__Records to use__:
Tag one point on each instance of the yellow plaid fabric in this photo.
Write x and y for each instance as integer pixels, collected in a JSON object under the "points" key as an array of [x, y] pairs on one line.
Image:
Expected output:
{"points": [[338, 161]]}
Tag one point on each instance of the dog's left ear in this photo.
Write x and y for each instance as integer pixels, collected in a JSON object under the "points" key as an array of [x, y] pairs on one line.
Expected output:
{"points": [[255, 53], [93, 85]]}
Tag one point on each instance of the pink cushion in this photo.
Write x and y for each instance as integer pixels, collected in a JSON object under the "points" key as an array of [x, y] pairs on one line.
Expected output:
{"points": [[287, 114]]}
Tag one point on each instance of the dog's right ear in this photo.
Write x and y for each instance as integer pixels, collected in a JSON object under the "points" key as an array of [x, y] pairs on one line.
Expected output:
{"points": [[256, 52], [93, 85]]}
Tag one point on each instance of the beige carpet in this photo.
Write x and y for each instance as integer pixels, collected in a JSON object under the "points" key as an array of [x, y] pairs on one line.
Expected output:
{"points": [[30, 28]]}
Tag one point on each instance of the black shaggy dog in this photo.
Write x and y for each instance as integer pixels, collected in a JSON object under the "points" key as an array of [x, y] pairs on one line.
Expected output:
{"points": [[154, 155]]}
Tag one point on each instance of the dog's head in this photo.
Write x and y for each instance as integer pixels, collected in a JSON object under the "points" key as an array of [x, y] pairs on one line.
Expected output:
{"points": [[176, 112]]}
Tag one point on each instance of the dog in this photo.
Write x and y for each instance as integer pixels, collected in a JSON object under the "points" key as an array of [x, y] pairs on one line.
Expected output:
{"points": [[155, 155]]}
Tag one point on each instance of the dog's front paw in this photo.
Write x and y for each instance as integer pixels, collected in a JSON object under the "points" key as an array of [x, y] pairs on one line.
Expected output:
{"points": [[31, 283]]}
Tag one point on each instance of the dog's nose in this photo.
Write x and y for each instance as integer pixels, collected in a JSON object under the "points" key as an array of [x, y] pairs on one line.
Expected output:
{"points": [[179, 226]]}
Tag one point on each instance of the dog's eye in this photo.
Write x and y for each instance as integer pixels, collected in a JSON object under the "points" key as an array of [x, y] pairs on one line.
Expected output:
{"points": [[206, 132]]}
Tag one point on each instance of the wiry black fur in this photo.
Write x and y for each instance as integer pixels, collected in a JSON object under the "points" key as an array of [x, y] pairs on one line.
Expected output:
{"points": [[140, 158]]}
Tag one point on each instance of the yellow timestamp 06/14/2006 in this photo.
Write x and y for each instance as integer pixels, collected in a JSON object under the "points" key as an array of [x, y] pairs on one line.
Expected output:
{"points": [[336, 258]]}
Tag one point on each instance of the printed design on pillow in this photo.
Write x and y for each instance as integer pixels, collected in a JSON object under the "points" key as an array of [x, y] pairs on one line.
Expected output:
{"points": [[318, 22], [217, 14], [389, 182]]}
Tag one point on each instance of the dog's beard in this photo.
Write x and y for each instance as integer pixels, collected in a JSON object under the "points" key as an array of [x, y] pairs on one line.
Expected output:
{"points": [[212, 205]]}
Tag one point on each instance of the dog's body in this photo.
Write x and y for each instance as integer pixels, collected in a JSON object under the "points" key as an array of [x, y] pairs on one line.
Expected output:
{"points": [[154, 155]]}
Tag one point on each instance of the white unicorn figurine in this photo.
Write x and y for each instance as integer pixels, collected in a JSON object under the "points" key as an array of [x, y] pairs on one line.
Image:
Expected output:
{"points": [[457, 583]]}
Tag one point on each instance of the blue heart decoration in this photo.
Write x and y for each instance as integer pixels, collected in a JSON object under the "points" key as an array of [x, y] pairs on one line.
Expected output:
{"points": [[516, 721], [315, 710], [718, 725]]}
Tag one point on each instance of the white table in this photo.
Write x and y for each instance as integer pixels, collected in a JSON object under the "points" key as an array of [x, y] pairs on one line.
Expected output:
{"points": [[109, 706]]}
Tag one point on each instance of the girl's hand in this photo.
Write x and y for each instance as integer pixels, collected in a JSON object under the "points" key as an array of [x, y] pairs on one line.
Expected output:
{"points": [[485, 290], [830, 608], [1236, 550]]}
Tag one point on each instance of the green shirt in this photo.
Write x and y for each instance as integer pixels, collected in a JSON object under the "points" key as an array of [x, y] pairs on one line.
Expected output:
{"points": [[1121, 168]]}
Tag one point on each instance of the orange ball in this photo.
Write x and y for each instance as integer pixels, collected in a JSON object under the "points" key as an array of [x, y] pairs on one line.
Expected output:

__What you have to do__:
Figure out how many lines in the entries above contain "white". Write only that number.

__Exercise output__:
2